Task statement =>
Put the lines below into a numbered list and leave out any blank lines.

## start Given records

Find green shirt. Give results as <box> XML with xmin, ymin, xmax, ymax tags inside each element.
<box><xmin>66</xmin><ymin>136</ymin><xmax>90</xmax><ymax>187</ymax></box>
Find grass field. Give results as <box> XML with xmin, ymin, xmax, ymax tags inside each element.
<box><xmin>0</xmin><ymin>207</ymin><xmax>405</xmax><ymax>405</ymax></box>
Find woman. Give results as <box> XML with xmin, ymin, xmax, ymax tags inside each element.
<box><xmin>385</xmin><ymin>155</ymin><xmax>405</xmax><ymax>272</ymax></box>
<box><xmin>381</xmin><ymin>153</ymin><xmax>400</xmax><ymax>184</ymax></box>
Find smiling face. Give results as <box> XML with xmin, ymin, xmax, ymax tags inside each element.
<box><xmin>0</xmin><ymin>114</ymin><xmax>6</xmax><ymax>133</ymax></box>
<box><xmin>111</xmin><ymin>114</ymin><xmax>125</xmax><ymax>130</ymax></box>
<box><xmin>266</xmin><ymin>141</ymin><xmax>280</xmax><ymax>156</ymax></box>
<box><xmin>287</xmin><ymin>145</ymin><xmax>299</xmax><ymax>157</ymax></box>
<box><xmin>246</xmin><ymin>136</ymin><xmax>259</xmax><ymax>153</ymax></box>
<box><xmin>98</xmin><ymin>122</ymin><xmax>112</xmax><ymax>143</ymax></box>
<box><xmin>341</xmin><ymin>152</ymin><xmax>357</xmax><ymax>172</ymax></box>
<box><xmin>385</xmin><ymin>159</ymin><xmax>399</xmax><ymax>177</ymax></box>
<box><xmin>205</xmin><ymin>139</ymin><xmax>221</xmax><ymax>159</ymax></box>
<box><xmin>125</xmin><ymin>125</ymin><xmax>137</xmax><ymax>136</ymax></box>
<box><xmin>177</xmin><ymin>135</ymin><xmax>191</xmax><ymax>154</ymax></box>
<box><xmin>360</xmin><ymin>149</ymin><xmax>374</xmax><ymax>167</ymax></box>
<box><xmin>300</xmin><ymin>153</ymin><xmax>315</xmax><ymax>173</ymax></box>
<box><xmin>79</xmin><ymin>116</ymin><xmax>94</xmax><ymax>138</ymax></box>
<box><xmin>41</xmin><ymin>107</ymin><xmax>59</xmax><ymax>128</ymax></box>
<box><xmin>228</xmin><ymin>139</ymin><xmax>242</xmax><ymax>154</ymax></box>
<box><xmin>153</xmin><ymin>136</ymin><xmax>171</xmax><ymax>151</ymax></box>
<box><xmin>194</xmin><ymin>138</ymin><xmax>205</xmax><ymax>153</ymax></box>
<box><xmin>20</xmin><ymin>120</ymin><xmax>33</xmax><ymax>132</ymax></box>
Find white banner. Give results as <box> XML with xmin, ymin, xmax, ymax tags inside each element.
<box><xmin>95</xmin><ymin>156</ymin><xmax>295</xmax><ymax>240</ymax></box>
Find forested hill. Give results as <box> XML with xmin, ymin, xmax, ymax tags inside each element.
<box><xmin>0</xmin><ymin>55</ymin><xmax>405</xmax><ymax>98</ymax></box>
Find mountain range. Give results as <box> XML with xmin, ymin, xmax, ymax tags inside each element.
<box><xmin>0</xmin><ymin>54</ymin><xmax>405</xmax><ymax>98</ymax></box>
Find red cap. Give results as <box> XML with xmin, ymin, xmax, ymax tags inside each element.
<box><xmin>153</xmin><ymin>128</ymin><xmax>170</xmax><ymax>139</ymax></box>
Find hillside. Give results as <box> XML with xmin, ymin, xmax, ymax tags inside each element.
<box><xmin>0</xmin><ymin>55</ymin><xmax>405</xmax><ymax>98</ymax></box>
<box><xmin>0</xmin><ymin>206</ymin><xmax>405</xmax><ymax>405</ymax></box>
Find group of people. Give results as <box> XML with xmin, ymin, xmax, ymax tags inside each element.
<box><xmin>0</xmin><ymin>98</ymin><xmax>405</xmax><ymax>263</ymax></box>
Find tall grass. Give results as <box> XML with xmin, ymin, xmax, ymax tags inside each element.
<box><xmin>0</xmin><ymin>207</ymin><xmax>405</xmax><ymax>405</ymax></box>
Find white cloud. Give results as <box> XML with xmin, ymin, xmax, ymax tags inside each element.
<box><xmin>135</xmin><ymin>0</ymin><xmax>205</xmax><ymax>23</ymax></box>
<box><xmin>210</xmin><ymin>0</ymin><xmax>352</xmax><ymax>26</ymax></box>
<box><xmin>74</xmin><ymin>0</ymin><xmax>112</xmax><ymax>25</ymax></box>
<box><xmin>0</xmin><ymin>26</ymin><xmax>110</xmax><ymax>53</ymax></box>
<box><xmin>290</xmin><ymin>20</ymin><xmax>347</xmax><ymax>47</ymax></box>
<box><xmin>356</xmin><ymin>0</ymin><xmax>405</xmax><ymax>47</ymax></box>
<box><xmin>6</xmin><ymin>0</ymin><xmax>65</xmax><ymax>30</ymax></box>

## end Given records

Solution below =>
1. Find green shirt. Give results as <box> XML with xmin, ymin, xmax, ymax tags inside each element.
2. <box><xmin>66</xmin><ymin>136</ymin><xmax>90</xmax><ymax>187</ymax></box>
3. Find grass field. Give results as <box> XML with xmin, ymin, xmax, ymax tags inside each element.
4. <box><xmin>0</xmin><ymin>207</ymin><xmax>405</xmax><ymax>405</ymax></box>
5. Find woman. Give results as <box> XML with xmin, ymin, xmax, ymax tags inside each element.
6. <box><xmin>385</xmin><ymin>155</ymin><xmax>405</xmax><ymax>272</ymax></box>
7. <box><xmin>381</xmin><ymin>153</ymin><xmax>400</xmax><ymax>184</ymax></box>
8. Find smiling face. Give results as <box> XML with xmin, ymin, xmax, ymax tags inside each element.
9. <box><xmin>0</xmin><ymin>114</ymin><xmax>6</xmax><ymax>133</ymax></box>
10. <box><xmin>111</xmin><ymin>114</ymin><xmax>125</xmax><ymax>130</ymax></box>
11. <box><xmin>266</xmin><ymin>141</ymin><xmax>280</xmax><ymax>156</ymax></box>
12. <box><xmin>287</xmin><ymin>145</ymin><xmax>299</xmax><ymax>157</ymax></box>
13. <box><xmin>246</xmin><ymin>136</ymin><xmax>259</xmax><ymax>153</ymax></box>
14. <box><xmin>98</xmin><ymin>122</ymin><xmax>112</xmax><ymax>143</ymax></box>
15. <box><xmin>341</xmin><ymin>152</ymin><xmax>357</xmax><ymax>172</ymax></box>
16. <box><xmin>385</xmin><ymin>159</ymin><xmax>399</xmax><ymax>177</ymax></box>
17. <box><xmin>205</xmin><ymin>139</ymin><xmax>221</xmax><ymax>159</ymax></box>
18. <box><xmin>125</xmin><ymin>125</ymin><xmax>137</xmax><ymax>136</ymax></box>
19. <box><xmin>177</xmin><ymin>135</ymin><xmax>191</xmax><ymax>154</ymax></box>
20. <box><xmin>360</xmin><ymin>149</ymin><xmax>374</xmax><ymax>167</ymax></box>
21. <box><xmin>300</xmin><ymin>153</ymin><xmax>315</xmax><ymax>173</ymax></box>
22. <box><xmin>79</xmin><ymin>116</ymin><xmax>94</xmax><ymax>138</ymax></box>
23. <box><xmin>41</xmin><ymin>107</ymin><xmax>59</xmax><ymax>128</ymax></box>
24. <box><xmin>228</xmin><ymin>139</ymin><xmax>242</xmax><ymax>154</ymax></box>
25. <box><xmin>153</xmin><ymin>136</ymin><xmax>171</xmax><ymax>151</ymax></box>
26. <box><xmin>194</xmin><ymin>138</ymin><xmax>205</xmax><ymax>153</ymax></box>
27. <box><xmin>20</xmin><ymin>120</ymin><xmax>33</xmax><ymax>132</ymax></box>
28. Find white banner. Give results as <box> XML with xmin, ymin, xmax, ymax tags inside each element.
29. <box><xmin>95</xmin><ymin>156</ymin><xmax>295</xmax><ymax>240</ymax></box>
30. Find forested hill. Give results as <box> XML with xmin, ymin, xmax, ymax tags inside each element.
31. <box><xmin>0</xmin><ymin>55</ymin><xmax>405</xmax><ymax>98</ymax></box>
32. Find mountain range. Give results as <box> XML with xmin, ymin, xmax, ymax tags inside each element.
33. <box><xmin>0</xmin><ymin>54</ymin><xmax>405</xmax><ymax>98</ymax></box>
34. Find red cap. Give results as <box> XML with xmin, ymin, xmax, ymax tags inside each element.
35. <box><xmin>153</xmin><ymin>128</ymin><xmax>170</xmax><ymax>139</ymax></box>
36. Find hillside. Give results as <box> XML with xmin, ymin, xmax, ymax tags inside each element.
37. <box><xmin>0</xmin><ymin>55</ymin><xmax>405</xmax><ymax>98</ymax></box>
38. <box><xmin>0</xmin><ymin>206</ymin><xmax>405</xmax><ymax>405</ymax></box>
39. Find group of people. Give results as <box> XML with xmin, ymin, xmax, ymax tags inside each element.
40. <box><xmin>0</xmin><ymin>98</ymin><xmax>405</xmax><ymax>263</ymax></box>
41. Find tall grass. Give results as <box> XML with xmin, ymin, xmax, ymax tags inside each element.
42. <box><xmin>0</xmin><ymin>207</ymin><xmax>405</xmax><ymax>405</ymax></box>
43. Find white cloud. Give results as <box> XML with xmin, ymin, xmax, ymax tags inside each element.
44. <box><xmin>135</xmin><ymin>0</ymin><xmax>205</xmax><ymax>23</ymax></box>
45. <box><xmin>210</xmin><ymin>0</ymin><xmax>352</xmax><ymax>26</ymax></box>
46. <box><xmin>74</xmin><ymin>0</ymin><xmax>112</xmax><ymax>25</ymax></box>
47. <box><xmin>0</xmin><ymin>26</ymin><xmax>110</xmax><ymax>53</ymax></box>
48. <box><xmin>290</xmin><ymin>20</ymin><xmax>347</xmax><ymax>47</ymax></box>
49. <box><xmin>356</xmin><ymin>0</ymin><xmax>405</xmax><ymax>47</ymax></box>
50. <box><xmin>6</xmin><ymin>0</ymin><xmax>65</xmax><ymax>30</ymax></box>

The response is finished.